Please lay out the data from the line with "Here is your" to the line with "(48, 35), (61, 41)" as a JSON list of strings, one string per line with blank lines omitted. Leave the pictures out of the answer.

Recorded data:
<<<<

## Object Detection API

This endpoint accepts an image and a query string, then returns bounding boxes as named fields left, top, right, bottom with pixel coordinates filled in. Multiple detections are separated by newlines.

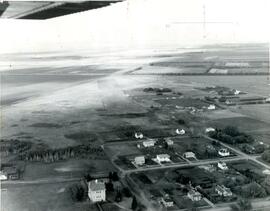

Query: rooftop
left=88, top=180, right=105, bottom=191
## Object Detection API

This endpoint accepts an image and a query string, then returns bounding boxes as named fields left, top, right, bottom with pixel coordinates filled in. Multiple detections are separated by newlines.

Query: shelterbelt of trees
left=208, top=126, right=267, bottom=154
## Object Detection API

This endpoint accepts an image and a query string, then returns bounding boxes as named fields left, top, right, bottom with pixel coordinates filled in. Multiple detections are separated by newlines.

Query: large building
left=187, top=189, right=202, bottom=201
left=134, top=155, right=145, bottom=165
left=88, top=180, right=106, bottom=202
left=143, top=139, right=156, bottom=147
left=157, top=154, right=171, bottom=162
left=215, top=185, right=232, bottom=197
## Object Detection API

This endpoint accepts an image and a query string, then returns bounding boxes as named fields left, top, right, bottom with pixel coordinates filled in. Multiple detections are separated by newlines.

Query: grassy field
left=206, top=117, right=270, bottom=132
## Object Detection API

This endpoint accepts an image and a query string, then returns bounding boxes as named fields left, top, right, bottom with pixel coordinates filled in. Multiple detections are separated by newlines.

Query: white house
left=134, top=133, right=143, bottom=139
left=233, top=89, right=241, bottom=95
left=88, top=180, right=106, bottom=202
left=161, top=196, right=174, bottom=207
left=187, top=189, right=202, bottom=201
left=207, top=104, right=216, bottom=110
left=134, top=155, right=145, bottom=165
left=165, top=138, right=173, bottom=146
left=218, top=161, right=228, bottom=170
left=183, top=152, right=196, bottom=159
left=157, top=154, right=171, bottom=162
left=215, top=185, right=232, bottom=197
left=218, top=148, right=230, bottom=157
left=175, top=129, right=186, bottom=135
left=205, top=127, right=215, bottom=133
left=143, top=139, right=156, bottom=147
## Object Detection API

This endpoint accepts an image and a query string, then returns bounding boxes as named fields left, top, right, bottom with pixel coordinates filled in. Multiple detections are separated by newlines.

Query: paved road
left=118, top=156, right=245, bottom=174
left=1, top=177, right=82, bottom=189
left=204, top=136, right=270, bottom=170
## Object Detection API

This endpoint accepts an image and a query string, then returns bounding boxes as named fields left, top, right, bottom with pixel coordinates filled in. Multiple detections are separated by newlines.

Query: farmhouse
left=165, top=138, right=173, bottom=146
left=157, top=154, right=171, bottom=162
left=218, top=161, right=228, bottom=170
left=175, top=129, right=186, bottom=135
left=233, top=89, right=241, bottom=95
left=183, top=152, right=196, bottom=159
left=143, top=139, right=156, bottom=147
left=0, top=166, right=20, bottom=180
left=187, top=189, right=202, bottom=201
left=134, top=133, right=143, bottom=139
left=207, top=104, right=216, bottom=110
left=134, top=155, right=145, bottom=165
left=215, top=185, right=232, bottom=197
left=218, top=148, right=230, bottom=157
left=205, top=127, right=216, bottom=133
left=88, top=180, right=106, bottom=202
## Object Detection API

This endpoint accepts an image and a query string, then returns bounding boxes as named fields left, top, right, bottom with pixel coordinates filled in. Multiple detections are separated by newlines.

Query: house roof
left=2, top=166, right=18, bottom=174
left=216, top=185, right=231, bottom=193
left=157, top=154, right=170, bottom=158
left=88, top=180, right=105, bottom=191
left=188, top=189, right=201, bottom=196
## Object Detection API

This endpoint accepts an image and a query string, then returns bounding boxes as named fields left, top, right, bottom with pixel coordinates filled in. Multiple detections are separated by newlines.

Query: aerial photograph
left=0, top=0, right=270, bottom=211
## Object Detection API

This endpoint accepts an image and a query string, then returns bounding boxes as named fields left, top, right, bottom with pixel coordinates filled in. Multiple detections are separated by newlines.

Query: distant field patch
left=29, top=122, right=62, bottom=128
left=206, top=117, right=270, bottom=132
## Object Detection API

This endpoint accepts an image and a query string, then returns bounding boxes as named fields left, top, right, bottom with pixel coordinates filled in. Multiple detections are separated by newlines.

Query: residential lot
left=130, top=160, right=270, bottom=210
left=104, top=136, right=237, bottom=170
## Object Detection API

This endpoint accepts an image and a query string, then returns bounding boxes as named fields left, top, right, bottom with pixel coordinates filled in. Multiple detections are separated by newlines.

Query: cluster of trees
left=0, top=139, right=32, bottom=155
left=231, top=198, right=252, bottom=211
left=69, top=183, right=87, bottom=202
left=21, top=145, right=104, bottom=163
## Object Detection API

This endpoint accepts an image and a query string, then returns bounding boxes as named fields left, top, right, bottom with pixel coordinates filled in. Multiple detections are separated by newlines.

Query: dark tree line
left=21, top=145, right=104, bottom=163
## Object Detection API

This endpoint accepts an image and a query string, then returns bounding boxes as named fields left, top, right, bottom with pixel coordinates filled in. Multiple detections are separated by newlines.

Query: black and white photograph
left=0, top=0, right=270, bottom=211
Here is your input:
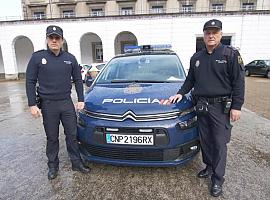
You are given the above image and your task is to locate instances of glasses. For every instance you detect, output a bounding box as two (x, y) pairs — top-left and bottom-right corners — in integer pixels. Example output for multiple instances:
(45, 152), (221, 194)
(48, 35), (61, 41)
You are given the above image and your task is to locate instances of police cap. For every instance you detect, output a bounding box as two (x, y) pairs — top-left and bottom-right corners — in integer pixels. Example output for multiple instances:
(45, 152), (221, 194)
(46, 25), (63, 38)
(203, 19), (222, 31)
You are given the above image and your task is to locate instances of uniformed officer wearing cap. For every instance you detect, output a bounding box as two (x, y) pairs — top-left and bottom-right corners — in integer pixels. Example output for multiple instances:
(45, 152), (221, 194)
(26, 26), (90, 180)
(169, 19), (245, 197)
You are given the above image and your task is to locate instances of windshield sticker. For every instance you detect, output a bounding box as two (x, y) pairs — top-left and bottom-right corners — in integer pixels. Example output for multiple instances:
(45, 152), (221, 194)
(124, 83), (142, 94)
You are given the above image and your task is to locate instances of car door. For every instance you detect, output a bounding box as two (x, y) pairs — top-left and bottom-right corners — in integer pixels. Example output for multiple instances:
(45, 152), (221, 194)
(256, 60), (266, 75)
(246, 60), (258, 74)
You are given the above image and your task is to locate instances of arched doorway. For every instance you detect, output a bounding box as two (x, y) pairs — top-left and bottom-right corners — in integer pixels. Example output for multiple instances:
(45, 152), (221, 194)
(80, 33), (103, 64)
(13, 36), (34, 79)
(0, 46), (5, 79)
(114, 31), (138, 55)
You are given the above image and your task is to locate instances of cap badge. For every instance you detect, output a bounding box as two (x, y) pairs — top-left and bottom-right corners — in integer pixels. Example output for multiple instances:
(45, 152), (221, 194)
(41, 58), (47, 65)
(195, 60), (200, 67)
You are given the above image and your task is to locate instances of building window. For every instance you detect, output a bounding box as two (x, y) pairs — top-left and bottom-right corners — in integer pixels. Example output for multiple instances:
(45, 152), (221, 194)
(62, 10), (75, 18)
(242, 3), (255, 11)
(90, 8), (105, 16)
(212, 3), (224, 12)
(150, 5), (165, 14)
(180, 5), (193, 13)
(94, 43), (103, 61)
(33, 12), (46, 19)
(120, 7), (134, 15)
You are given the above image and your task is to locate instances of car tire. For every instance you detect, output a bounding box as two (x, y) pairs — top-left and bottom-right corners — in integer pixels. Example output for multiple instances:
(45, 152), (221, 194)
(245, 69), (250, 76)
(266, 71), (270, 78)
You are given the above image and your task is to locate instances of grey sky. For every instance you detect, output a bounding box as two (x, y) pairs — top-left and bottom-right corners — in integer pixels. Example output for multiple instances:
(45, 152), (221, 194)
(0, 0), (22, 21)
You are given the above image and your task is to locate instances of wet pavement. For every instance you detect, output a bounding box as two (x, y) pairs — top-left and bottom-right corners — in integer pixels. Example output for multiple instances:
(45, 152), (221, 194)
(0, 81), (270, 200)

>>>>

• _Worked solution_:
[
  "Here is your input:",
  "You are given the above image and your task is to locate instances of glasses. For every instance you detect, output a bounding box as two (x, y) pairs — top-left and bottom-right corners — in integer pixels. Example output for multiple instances:",
  "(45, 152), (221, 194)",
  "(48, 35), (61, 41)"
]